GIVEN TEXT:
# # # # # # #
[Mesa-dev] [PATCH] radeonsi: Enable VGPR spilling for all shader types v3

Tue Jan 27 03:00:08 PST 2015

On Sat, Jan 24, 2015 at 4:32 AM, Michel Dänzer <michel at daenzer.net> wrote:
> On 24.01.2015 11:56, Tom Stellard wrote:
>> On Thu, Jan 22, 2015 at 11:27:32AM +0900, Michel Dänzer wrote:
>>>
>>> Tom, for now I suggest this solution, summarized from Marek's previous
>>> descriptions:
>>>
>>> (At least) for shaders which have relocations, keep a copy of the
>>> machine code in malloced memory. When the relocated values change,
>>> update them in the malloced memory, allocate a new BO, map it, copy the
>>> machine code from the malloced memory to the BO, replace any existing
>>> shader BO with the new one and invalidate the shader state.
>>>
>>
>> Hi,
>>
>> Attached is a WIP patch attempting to implement it this way.
>> Unfortunately, I was unable to get it working, so I wanted to
>> submit it for review in case someone can spot what I'm doing wrong.
# # # # # # #
GIVEN INFORMATION:

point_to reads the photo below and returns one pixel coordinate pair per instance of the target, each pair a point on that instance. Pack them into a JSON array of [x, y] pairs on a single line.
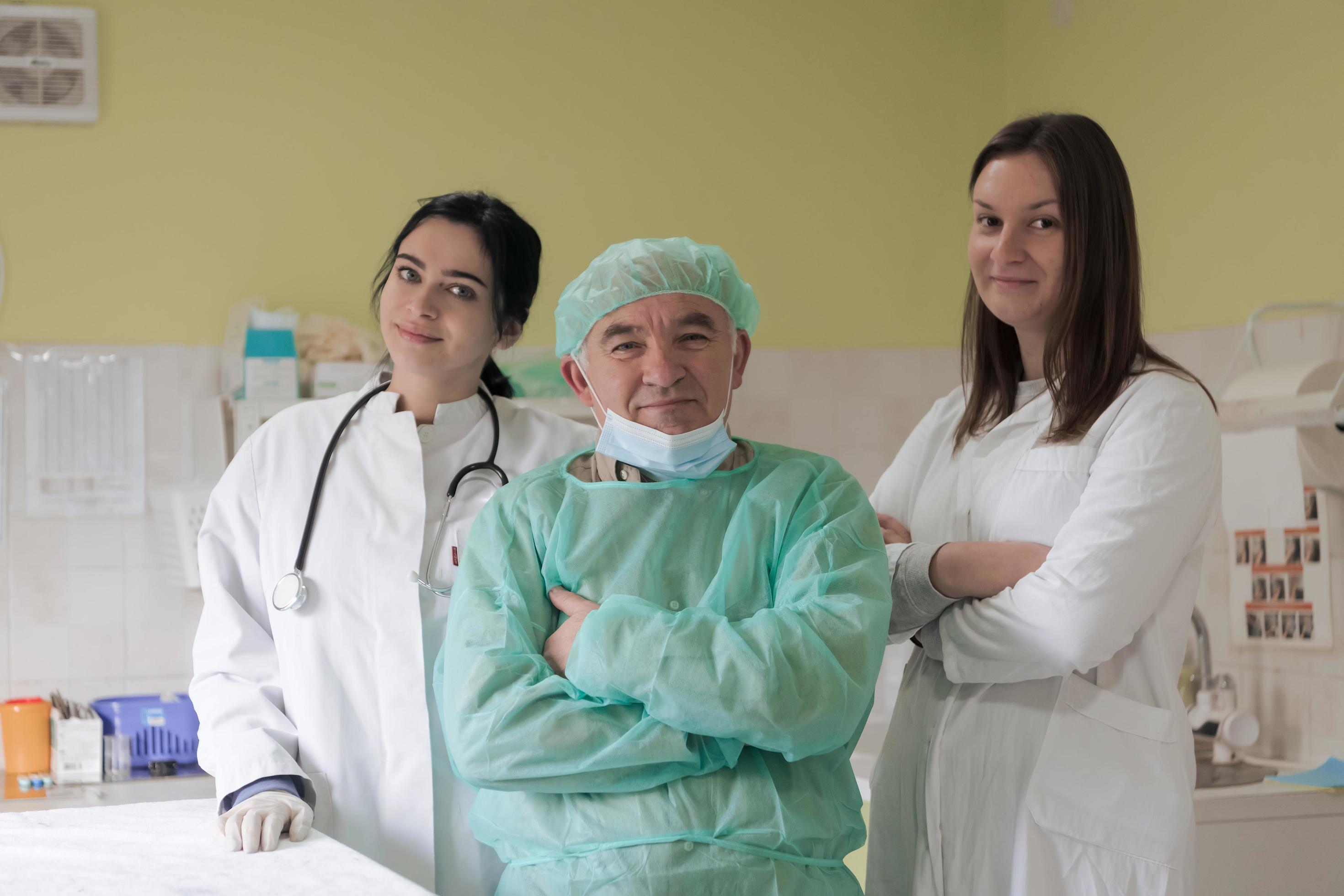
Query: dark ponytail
[[495, 379], [512, 248]]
# # # # # # #
THE TASKS:
**1)** In the radeonsi VGPR spilling thread, where does the suggested solution keep a copy of the machine code for shaders that have relocations?
**2)** Write the next part of the radeonsi VGPR spilling thread, picking up right after its last sentence.

ANSWERS:
**1)** In malloced memory.

**2)**
>>
>> You can find the broken code wrapped in #if 0 in the
>> si_update_scratch_buffer() function in si_state_shaders.c
>>
>> Based on the dmesg output and other tests I've done, it appears
>> that the GPU is still executing the shader code from the old bo
>> which does not contain the relocations.
>>
>> The code in the #else branch works fine, but it updates the existing
>> bo in place rather than creating a new one.
>>
>> Any idea what I've done wrong?
>
> [...]
>
>> +             /* Update the shaders, so they are using the latest scratch.  The
>> +              * scratch buffer may have been changed since these shaders were
>> +              * last used, so we still need to try to update them, even if
>> +              * they require scratch buffers smaller than the current size.
>> +              */
>> +             if (si_update_scratch_buffer(sctx, sctx->ps_shader))
>> +                     sctx->emitted.named.ps = NULL;
>> +             if (si_update_scratch_buffer(sctx, sctx->gs_shader))
>> +                     sctx->emitted.named.gs = NULL;
>> +             if (si_update_scratch_buffer(sctx, sctx->vs_shader))
>> +                     sctx->emitted.named.vs = NULL;
>
> Does this work instead?
>
>                 if (si_update_scratch_buffer(sctx, sctx->ps_shader))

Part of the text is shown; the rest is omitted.